Exercise task:
Copy out the records, unchanged, from the line containing "the belfry window." through the line containing "[476,578,716,668]", including both of those lines.

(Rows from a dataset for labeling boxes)
┌────────
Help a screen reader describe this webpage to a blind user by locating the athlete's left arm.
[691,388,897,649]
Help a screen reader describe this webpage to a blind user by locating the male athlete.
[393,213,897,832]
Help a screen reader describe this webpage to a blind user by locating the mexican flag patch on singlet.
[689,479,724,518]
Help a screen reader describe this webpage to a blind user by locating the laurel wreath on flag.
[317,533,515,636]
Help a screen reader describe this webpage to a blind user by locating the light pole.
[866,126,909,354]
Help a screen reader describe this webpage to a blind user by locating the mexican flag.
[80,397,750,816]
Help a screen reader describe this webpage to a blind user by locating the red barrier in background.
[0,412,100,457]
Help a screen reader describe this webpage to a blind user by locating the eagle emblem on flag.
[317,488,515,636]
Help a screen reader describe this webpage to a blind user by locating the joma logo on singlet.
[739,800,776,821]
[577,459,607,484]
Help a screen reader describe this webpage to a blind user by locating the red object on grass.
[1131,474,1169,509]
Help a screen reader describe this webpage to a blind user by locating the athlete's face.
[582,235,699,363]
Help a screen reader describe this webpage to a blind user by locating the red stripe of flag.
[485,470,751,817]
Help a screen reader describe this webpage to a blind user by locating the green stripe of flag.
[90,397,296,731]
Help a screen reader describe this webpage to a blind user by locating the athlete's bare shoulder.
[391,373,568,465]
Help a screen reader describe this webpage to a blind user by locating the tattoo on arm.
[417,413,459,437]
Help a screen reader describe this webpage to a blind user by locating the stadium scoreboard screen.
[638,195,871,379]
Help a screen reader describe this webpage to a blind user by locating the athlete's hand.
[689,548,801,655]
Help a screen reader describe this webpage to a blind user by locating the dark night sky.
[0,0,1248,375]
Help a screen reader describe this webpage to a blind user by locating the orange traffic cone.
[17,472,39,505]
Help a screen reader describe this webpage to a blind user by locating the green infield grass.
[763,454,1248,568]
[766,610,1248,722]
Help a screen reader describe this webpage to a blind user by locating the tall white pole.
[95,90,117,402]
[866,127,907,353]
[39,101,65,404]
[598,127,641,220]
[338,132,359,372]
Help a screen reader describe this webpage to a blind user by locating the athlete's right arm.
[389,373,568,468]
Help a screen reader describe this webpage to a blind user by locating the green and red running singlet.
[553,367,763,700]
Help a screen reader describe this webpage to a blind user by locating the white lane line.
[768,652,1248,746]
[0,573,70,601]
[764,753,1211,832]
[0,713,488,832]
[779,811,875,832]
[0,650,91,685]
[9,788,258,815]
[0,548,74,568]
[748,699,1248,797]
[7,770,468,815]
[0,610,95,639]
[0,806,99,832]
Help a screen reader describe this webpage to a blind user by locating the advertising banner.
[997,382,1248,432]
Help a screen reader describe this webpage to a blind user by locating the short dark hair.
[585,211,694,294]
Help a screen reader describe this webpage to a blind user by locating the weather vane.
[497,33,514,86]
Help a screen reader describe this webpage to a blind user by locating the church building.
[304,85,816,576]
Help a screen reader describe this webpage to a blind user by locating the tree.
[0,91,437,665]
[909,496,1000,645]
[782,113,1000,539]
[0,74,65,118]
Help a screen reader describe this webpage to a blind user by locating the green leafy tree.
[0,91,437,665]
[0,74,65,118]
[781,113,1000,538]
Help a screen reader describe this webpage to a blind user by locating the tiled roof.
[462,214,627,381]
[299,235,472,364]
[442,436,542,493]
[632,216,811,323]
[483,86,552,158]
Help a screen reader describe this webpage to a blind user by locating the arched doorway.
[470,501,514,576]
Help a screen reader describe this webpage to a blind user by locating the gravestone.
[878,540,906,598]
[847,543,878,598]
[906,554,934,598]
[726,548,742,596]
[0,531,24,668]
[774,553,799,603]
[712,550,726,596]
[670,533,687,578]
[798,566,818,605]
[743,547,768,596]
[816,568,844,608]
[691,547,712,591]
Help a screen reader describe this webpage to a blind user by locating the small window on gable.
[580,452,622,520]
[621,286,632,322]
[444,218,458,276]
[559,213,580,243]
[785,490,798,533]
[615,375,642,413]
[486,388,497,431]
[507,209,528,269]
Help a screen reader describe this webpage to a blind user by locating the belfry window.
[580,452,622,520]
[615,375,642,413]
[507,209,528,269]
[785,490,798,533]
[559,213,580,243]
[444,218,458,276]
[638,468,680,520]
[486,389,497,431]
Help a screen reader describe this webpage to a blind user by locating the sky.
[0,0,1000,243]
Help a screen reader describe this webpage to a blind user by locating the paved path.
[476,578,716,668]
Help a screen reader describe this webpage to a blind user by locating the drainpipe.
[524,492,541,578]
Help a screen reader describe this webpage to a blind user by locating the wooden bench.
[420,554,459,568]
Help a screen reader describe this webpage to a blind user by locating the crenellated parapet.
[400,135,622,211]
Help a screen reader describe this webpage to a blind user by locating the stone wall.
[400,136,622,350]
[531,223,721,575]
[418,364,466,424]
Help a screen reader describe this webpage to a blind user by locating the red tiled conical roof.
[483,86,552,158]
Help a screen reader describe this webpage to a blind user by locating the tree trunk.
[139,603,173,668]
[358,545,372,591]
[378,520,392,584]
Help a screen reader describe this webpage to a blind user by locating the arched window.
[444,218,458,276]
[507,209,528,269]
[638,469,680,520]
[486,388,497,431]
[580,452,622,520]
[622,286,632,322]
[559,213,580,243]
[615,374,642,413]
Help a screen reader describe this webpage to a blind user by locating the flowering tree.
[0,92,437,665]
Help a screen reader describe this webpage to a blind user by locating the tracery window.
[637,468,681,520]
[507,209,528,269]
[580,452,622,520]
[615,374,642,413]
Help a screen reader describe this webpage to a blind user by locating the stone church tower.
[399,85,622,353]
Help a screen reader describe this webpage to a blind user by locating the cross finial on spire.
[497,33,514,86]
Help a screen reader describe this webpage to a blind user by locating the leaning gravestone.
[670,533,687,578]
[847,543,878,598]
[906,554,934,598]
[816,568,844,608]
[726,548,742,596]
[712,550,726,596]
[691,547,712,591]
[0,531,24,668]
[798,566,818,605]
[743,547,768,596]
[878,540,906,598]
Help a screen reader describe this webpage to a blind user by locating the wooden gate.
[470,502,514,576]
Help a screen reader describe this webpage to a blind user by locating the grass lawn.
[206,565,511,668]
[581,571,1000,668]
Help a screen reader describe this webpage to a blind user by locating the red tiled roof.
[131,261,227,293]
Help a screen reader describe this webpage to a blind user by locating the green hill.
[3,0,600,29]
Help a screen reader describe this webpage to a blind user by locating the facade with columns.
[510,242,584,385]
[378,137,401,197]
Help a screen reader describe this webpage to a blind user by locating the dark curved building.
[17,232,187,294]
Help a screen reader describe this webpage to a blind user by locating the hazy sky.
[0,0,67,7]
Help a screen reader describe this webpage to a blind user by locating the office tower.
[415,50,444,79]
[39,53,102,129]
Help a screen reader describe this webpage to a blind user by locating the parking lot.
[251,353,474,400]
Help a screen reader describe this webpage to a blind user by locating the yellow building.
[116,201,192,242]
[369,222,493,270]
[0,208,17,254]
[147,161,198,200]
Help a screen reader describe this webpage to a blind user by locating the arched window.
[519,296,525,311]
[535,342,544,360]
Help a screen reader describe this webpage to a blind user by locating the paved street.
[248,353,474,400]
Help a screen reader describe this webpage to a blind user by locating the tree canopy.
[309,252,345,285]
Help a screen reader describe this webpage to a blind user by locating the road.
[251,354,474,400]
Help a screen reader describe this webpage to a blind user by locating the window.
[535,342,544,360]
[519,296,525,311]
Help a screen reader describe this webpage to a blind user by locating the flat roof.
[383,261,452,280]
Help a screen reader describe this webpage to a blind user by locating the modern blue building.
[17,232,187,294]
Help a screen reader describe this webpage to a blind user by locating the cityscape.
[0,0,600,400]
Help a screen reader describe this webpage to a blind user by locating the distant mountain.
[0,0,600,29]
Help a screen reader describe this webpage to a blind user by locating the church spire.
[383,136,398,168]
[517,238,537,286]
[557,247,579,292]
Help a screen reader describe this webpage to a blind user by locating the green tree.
└────────
Exercise response:
Help a screen reader describe this webpage to a blind user by locating the belfry window.
[580,452,622,520]
[615,375,642,413]
[507,209,528,269]
[785,490,798,533]
[559,213,580,243]
[444,218,458,276]
[638,468,680,520]
[486,389,497,431]
Help a screen reader describe this webpage to a blind user by locating the sky.
[0,0,1000,243]
Help a screen reader describe this webpage to a blind user by locating the paved path.
[476,578,716,668]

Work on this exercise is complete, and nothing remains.